(WORK ITEM)
Continue the real estate listing for the building at 826 Hinton Avenue, picking up right after its final sentence.

(READING PASSAGE)
*** Begin section ***
REAL ESTATE- On the Block- Belmont Olympus: Live over your hip store

ADDRESS: 826 Hinton Avenue

NEIGHBORHOOD:

Belmont

ASKING: $850,000

CITY ASSESSMENT: $204,000

YEAR BUILT: 1870

SIZE: 1920's original section; 1958 expansion

LAND: 0.09 acres

CURB APPEAL: 7 out of 10

LISTED BY: Dan Tribastone of Summit Realty, 817-4040

This building offers a unique opportunity to have a combination home/office in the middle of the most happening section of Belmont, directly across the street from La Taza, just down from Mas, and across from a nascent jazz club.

According to the agent, the building is zoned for mixed use within a "neighborhood commercial corridor" and thus can house a single-family residence, multiple apartments, or a combination home and business.

It's currently used a furniture refinishing and retail store, and the business uses allowed by right could be summarized as "clean commercial"– an art gallery, convenience store, medical or professional office, dance studio, bakery or restaurant, or general retail.

An interested investor would do well to check city zoning regulations at the neighborhood development office (970-3182) for the final word on permitted uses and the various parking space regulations for each.

Several details add interest to the façade. The unusual brick, detailed with handsome vertical striations– probably a by-product of the original molds– is in excellent shape. Large first-floor display windows flank the entrance while two symmetrical large arched windows interrupt the second-story brickwork.
*** End section ***
(RECORD EXCERPTS)
*** Begin section ***
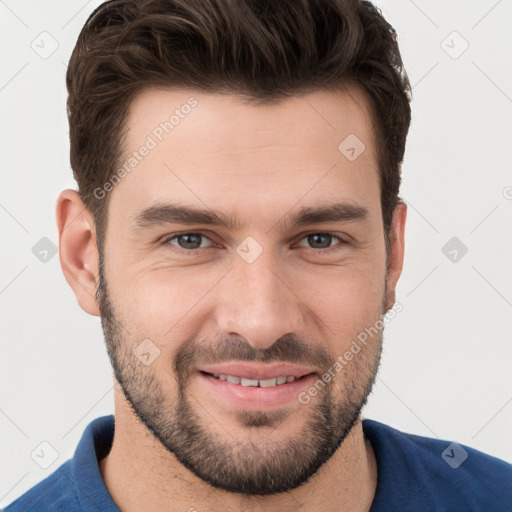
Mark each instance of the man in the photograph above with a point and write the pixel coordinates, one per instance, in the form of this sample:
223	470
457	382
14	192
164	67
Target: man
238	229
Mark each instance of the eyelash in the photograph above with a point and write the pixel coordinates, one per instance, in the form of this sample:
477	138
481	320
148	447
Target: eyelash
197	252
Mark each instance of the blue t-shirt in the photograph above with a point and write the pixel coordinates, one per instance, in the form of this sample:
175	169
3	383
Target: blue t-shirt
415	474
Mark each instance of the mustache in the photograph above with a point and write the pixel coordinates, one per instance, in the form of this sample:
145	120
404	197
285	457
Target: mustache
287	349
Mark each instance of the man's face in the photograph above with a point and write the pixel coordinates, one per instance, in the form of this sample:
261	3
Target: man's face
264	292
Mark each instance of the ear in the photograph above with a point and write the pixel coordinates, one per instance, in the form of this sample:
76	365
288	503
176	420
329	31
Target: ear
78	253
396	254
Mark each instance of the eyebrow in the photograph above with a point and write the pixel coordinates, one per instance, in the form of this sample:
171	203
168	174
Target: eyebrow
161	214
*** End section ***
(ANSWER FOR THIS EXERCISE)
Returning the commercial space (with no kitchen or shower) to residential will require some significant work. The first floor of the original two-story section of the house is essentially one large room (the current showroom). (A small central furnace provides heat.) The second story resembles living space, with five small rooms, a pint-sized half bath, and a large hallway/foyer at the top of the stairs.

The stairs next to the outside wall rise from a private street entrance, so the second floor could be used as living space separate from the commercial space below. However, a side door leads to the main first-floor space, so the two floors could also be used as one unit. A second-story porch atop the first-floor roof is usable, and a new owner could possibly add some more three-season space on top of the large flat roof that extends for another 50 feet (by 25 feet).

Adding a kitchen and full bath and enlarging one of the bedrooms into a master will require some creativity and moving some walls, but all the interior walls look to be non-load-bearing, so reconfiguring them should be relatively easy.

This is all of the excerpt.